══ SUPPLIED RECORDS
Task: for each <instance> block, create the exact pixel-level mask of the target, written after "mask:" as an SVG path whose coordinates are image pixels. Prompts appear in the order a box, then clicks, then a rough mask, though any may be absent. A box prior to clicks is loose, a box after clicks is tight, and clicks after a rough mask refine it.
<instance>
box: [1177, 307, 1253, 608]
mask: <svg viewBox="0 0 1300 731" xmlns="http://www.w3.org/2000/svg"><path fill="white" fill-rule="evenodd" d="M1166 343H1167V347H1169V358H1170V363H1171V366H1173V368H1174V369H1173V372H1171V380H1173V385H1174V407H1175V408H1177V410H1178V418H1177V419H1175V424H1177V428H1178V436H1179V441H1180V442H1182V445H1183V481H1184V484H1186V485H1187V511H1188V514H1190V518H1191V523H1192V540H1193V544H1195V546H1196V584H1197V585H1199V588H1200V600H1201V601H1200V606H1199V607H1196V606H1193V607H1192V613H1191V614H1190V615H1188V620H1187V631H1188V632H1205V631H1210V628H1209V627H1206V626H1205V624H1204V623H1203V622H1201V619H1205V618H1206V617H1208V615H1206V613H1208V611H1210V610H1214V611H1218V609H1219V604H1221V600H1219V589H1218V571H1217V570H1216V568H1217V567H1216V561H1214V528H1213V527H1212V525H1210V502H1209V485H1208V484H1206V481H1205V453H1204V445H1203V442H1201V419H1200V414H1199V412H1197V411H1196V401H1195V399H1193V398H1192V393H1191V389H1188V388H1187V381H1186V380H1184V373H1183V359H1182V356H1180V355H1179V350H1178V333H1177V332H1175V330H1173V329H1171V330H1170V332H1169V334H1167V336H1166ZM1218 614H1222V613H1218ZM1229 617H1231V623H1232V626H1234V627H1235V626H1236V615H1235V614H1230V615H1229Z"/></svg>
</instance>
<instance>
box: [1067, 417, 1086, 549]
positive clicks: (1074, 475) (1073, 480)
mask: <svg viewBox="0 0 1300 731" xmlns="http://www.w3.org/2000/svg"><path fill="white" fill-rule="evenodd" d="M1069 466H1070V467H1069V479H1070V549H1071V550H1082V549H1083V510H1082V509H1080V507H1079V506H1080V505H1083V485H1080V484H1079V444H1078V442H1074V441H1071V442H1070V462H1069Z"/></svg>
════
ASSIGNMENT: Reproduce all of the material above verbatim, from its first line through its last.

TASK RESULT:
Task: for each <instance> block, create the exact pixel-level mask of the target, written after "mask:" as an SVG path whose coordinates are image pixels. Prompts appear in the order a box, then clicks, then a rough mask, though any may be absent. A box prior to clicks is loose, a box after clicks is tight, and clicks after a rough mask refine it.
<instance>
box: [1177, 307, 1253, 608]
mask: <svg viewBox="0 0 1300 731" xmlns="http://www.w3.org/2000/svg"><path fill="white" fill-rule="evenodd" d="M1166 343H1167V347H1169V358H1170V363H1171V366H1173V368H1174V369H1173V372H1171V380H1173V385H1174V407H1175V408H1177V410H1178V418H1177V419H1175V424H1177V428H1178V436H1179V441H1180V442H1182V445H1183V481H1184V484H1186V485H1187V511H1188V514H1190V518H1191V523H1192V540H1193V544H1195V546H1196V584H1197V585H1199V588H1200V600H1201V601H1200V606H1199V607H1196V606H1193V607H1192V613H1191V614H1190V615H1188V620H1187V631H1188V632H1205V631H1210V628H1209V627H1206V626H1205V624H1204V623H1203V622H1201V619H1205V618H1206V617H1208V615H1206V613H1208V611H1210V610H1214V611H1218V609H1219V604H1221V600H1219V589H1218V571H1217V570H1216V568H1217V567H1216V561H1214V528H1213V527H1212V525H1210V502H1209V485H1208V484H1206V481H1205V453H1204V445H1203V442H1201V419H1200V414H1199V412H1197V411H1196V401H1195V399H1193V398H1192V393H1191V389H1188V388H1187V381H1186V380H1184V373H1183V359H1182V356H1180V355H1179V350H1178V333H1177V332H1175V330H1173V329H1171V330H1170V332H1169V334H1167V336H1166ZM1218 614H1222V613H1218ZM1229 617H1231V623H1232V626H1234V627H1235V626H1236V615H1235V614H1230V615H1229Z"/></svg>
</instance>
<instance>
box: [1067, 417, 1086, 549]
positive clicks: (1074, 475) (1073, 480)
mask: <svg viewBox="0 0 1300 731" xmlns="http://www.w3.org/2000/svg"><path fill="white" fill-rule="evenodd" d="M1069 466H1070V467H1069V479H1070V549H1071V550H1082V549H1083V510H1082V509H1080V507H1079V506H1080V505H1083V485H1080V484H1079V444H1078V442H1074V441H1071V442H1070V462H1069Z"/></svg>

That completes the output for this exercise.